Set task 1: Count the lines in the records that contain the string "basin". Give only the number.

Educating Alice: Adventures of a Curious Woman
Alice Steinbach couldn’t find enough excitement at home, so the Pulitzer Prize-winning columnist for the Baltimore Sun quit her job to travel the world. After chronicling the tales of her trip to Europe in “Without Reservations,” she decided there was still more to be learned in “Educating Alice,” Steinbach tells of her quest to continue educating herself. During her travels, she takes many different kinds of lessons, including French cooking in Paris, Japanese arts in Kyoto, and writing in the Czech Republic. Her optimism and humorous tales are sure to inspire any reader to become a student once again. 

Strange but True
Even judging solely by the story's premise, “Strange but True” is a fitting title for this second novel from best-selling author John Searles. Philip Chase left his pint-sized apartment and the craziness of Manhattan to live with his mom, Charlene, in the Pennsylvania suburbs. He's found complacency in glow of the TV and cushiness of the couch. Just five years earlier, however, his brother Ronnie died in a tragic, prom-night car crash and since then, his mom has never been the same. But on a winter night, no later than the book's first paragraph, Ronnie's high-school girlfriend, Melissa, calls with news that shakes both Philip and his mom out of their melancholy... Melissa is pregnant, and Ronnie is the father. The narrative that follows takes the Chases through a story of suspense and revenge, and readers into a late night of page-turning.

Set task 2: In the book reviews, name every character mentioned in the summary of "Strange but True."

Listed entries:

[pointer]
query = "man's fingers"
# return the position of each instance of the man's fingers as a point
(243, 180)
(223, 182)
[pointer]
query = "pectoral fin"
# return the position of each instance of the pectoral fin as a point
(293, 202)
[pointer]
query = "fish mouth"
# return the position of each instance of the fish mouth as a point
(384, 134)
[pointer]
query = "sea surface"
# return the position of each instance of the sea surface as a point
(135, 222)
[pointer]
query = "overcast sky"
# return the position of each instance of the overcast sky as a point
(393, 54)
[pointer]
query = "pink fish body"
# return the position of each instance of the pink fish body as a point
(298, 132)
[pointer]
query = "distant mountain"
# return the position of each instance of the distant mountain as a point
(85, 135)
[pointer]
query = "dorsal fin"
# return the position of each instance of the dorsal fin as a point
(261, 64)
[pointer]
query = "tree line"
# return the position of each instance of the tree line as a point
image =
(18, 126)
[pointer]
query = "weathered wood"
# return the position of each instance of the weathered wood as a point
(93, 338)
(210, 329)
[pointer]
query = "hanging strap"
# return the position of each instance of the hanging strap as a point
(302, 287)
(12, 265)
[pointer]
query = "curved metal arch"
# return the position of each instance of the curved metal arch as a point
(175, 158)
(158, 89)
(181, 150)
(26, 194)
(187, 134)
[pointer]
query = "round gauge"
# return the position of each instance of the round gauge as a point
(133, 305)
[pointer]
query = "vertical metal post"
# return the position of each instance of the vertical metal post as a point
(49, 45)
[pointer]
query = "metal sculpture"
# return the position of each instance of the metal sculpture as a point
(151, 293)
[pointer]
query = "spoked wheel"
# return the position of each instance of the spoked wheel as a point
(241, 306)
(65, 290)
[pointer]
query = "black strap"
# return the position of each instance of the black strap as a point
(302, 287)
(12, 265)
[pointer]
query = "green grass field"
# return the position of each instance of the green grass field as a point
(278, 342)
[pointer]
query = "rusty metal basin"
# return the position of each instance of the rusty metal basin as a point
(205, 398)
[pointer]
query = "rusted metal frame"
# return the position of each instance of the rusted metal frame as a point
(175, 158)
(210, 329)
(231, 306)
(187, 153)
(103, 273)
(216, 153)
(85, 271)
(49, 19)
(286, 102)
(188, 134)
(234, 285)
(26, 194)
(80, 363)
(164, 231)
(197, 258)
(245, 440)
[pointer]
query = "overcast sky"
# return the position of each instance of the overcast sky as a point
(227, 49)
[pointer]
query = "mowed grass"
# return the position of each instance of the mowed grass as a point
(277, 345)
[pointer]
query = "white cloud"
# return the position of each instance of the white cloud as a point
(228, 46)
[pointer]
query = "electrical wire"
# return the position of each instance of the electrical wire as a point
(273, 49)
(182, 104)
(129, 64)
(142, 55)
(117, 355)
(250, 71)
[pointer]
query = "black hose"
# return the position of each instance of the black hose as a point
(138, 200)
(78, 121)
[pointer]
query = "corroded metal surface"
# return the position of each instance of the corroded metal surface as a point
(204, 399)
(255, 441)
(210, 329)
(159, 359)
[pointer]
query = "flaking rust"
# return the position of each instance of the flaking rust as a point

Task response 1: 2

Task response 2: Philip Chase, Charlene, Ronnie, Melissa